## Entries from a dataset
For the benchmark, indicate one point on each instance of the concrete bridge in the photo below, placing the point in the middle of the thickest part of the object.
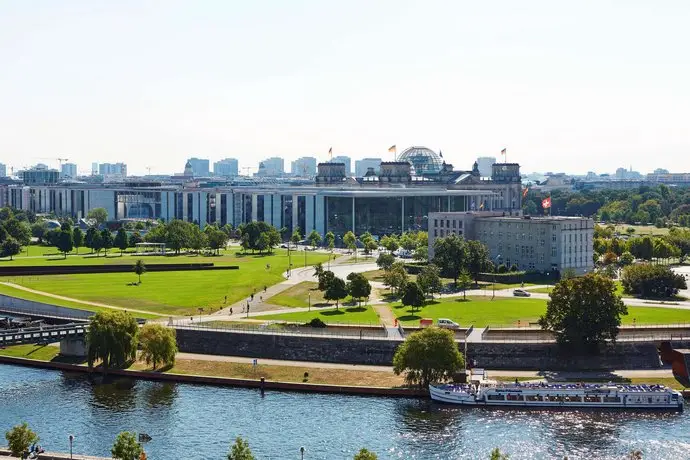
(72, 337)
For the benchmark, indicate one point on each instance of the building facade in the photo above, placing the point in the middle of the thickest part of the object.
(532, 243)
(226, 168)
(200, 167)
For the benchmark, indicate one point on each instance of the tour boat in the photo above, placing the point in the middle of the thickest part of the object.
(483, 392)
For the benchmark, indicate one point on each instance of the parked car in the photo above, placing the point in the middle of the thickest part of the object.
(447, 323)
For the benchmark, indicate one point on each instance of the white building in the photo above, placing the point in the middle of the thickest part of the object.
(304, 167)
(361, 166)
(344, 160)
(484, 165)
(68, 171)
(226, 168)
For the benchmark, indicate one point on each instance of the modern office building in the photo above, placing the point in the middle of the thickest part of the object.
(271, 167)
(304, 167)
(68, 171)
(226, 168)
(344, 160)
(365, 164)
(485, 164)
(200, 167)
(532, 243)
(112, 169)
(395, 200)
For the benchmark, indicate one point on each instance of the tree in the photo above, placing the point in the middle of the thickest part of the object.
(478, 259)
(336, 290)
(19, 439)
(139, 268)
(100, 215)
(413, 295)
(395, 277)
(584, 312)
(106, 240)
(365, 454)
(385, 261)
(158, 344)
(240, 450)
(77, 238)
(10, 248)
(450, 255)
(314, 239)
(112, 338)
(358, 286)
(65, 243)
(655, 281)
(126, 447)
(429, 279)
(426, 356)
(121, 240)
(38, 230)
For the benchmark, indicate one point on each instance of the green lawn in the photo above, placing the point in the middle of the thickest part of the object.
(344, 315)
(38, 352)
(298, 296)
(482, 311)
(173, 293)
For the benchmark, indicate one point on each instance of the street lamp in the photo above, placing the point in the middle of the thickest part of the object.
(493, 286)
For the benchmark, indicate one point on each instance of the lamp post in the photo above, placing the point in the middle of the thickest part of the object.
(493, 286)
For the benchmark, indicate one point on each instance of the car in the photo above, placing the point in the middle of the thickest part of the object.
(447, 323)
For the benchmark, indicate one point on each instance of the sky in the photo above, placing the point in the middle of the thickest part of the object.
(563, 86)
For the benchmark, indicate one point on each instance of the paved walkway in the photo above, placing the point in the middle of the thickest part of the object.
(84, 302)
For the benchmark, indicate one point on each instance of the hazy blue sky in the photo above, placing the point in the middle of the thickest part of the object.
(565, 86)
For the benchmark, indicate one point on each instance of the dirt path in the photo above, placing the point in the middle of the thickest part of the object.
(83, 302)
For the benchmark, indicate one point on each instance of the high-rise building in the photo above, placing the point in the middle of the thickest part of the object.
(226, 168)
(346, 161)
(200, 167)
(361, 166)
(304, 167)
(68, 171)
(484, 164)
(112, 169)
(271, 167)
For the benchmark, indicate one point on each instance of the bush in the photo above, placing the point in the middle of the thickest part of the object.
(315, 322)
(646, 280)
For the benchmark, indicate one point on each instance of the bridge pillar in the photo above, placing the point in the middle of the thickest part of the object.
(73, 347)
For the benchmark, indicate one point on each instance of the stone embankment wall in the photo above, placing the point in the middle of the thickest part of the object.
(639, 355)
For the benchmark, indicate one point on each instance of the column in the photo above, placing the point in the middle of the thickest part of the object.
(255, 206)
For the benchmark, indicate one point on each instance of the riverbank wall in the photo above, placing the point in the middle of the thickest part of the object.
(351, 350)
(221, 381)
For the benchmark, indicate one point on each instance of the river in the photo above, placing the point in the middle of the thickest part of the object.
(198, 422)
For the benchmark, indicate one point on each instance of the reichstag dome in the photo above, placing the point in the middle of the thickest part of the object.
(423, 160)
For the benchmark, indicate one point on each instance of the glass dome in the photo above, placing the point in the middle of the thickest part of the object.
(424, 160)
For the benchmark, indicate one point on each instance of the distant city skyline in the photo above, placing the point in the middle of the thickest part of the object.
(591, 86)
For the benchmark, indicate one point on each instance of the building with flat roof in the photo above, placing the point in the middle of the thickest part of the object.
(532, 243)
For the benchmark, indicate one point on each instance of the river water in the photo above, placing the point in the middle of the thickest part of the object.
(199, 422)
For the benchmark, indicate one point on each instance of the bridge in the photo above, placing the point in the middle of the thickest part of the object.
(70, 336)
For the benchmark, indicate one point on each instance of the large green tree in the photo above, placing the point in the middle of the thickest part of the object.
(584, 312)
(158, 344)
(112, 338)
(429, 355)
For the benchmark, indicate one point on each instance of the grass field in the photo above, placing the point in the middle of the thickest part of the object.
(482, 311)
(298, 296)
(344, 315)
(173, 293)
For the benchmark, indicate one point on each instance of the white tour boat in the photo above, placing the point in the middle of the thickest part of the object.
(484, 392)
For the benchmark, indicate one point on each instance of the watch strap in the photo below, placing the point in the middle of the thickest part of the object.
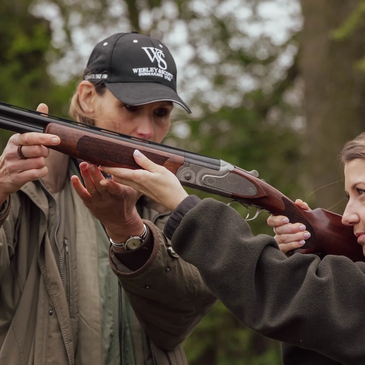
(132, 242)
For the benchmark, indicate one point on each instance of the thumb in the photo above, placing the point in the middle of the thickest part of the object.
(43, 108)
(144, 162)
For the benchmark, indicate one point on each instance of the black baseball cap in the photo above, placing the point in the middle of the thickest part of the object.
(136, 68)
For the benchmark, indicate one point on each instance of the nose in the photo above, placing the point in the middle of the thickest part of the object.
(349, 217)
(145, 128)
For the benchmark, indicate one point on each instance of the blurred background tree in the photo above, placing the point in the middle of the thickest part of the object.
(274, 85)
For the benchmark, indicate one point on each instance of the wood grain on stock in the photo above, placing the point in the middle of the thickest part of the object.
(328, 235)
(107, 151)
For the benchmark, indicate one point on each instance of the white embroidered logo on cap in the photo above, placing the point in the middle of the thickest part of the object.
(156, 54)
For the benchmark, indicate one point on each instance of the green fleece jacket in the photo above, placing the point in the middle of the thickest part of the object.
(313, 304)
(59, 300)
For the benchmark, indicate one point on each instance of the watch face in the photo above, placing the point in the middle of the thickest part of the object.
(133, 243)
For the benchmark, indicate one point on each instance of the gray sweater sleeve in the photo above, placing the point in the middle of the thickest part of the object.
(302, 300)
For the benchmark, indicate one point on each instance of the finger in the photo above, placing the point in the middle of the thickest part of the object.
(113, 187)
(87, 178)
(292, 237)
(290, 228)
(286, 247)
(301, 204)
(96, 176)
(80, 189)
(145, 162)
(42, 108)
(277, 220)
(26, 152)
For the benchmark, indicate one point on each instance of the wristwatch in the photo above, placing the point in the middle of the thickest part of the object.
(132, 242)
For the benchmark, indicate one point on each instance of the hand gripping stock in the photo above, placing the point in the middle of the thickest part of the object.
(104, 147)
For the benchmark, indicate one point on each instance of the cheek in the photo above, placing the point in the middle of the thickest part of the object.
(161, 131)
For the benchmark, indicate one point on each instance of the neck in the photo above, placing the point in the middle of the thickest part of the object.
(57, 164)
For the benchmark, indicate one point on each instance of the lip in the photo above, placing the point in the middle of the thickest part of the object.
(359, 236)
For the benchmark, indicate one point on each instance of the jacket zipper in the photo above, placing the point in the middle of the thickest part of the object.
(62, 269)
(152, 353)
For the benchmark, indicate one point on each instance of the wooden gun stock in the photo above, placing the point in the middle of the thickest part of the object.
(103, 147)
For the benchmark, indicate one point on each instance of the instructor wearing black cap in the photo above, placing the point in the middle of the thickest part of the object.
(64, 229)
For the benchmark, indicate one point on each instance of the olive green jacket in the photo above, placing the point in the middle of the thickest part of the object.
(60, 305)
(314, 305)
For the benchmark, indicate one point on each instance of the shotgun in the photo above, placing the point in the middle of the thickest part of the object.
(108, 148)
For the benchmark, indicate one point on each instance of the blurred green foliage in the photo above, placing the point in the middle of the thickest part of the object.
(240, 92)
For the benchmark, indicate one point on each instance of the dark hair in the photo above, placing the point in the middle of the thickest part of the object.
(76, 111)
(354, 149)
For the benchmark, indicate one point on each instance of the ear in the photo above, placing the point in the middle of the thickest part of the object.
(87, 97)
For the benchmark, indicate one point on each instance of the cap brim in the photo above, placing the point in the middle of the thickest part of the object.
(144, 93)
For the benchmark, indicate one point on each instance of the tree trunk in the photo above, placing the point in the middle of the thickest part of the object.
(334, 96)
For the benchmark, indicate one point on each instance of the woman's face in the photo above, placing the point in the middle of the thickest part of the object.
(149, 121)
(354, 214)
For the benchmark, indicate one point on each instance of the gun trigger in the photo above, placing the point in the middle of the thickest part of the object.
(247, 206)
(257, 212)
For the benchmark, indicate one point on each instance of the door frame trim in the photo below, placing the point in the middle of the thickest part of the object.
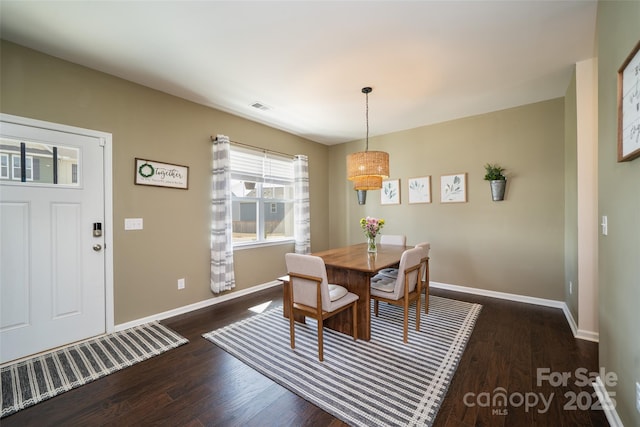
(108, 229)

## WHAT YOU WILL DO
Every line from the one containing "the tree trunk" through the last line of the data is to be retyped exactly, with nothing added and no pictures included.

## RESPONSE TO THE TASK
For the benchmark, indicate one point on each instance of the tree trunk in the photo above, placing the point in the middle of the thickest part of the object.
(334, 96)
For the benchmark, indicate one point on each instance of the woman's face in the photo above, placing the point in the middle of the thickest part of the object.
(149, 121)
(354, 214)
For the benchmark, indicate one point on each instance of the gun trigger in the photo above, placing the point in the middle of the thickest part of the object.
(247, 206)
(257, 212)
For the benchmark, indicate one point on each instance of the door frame trim in the photo below, placing the point in the middle of the thickest part of the object.
(108, 229)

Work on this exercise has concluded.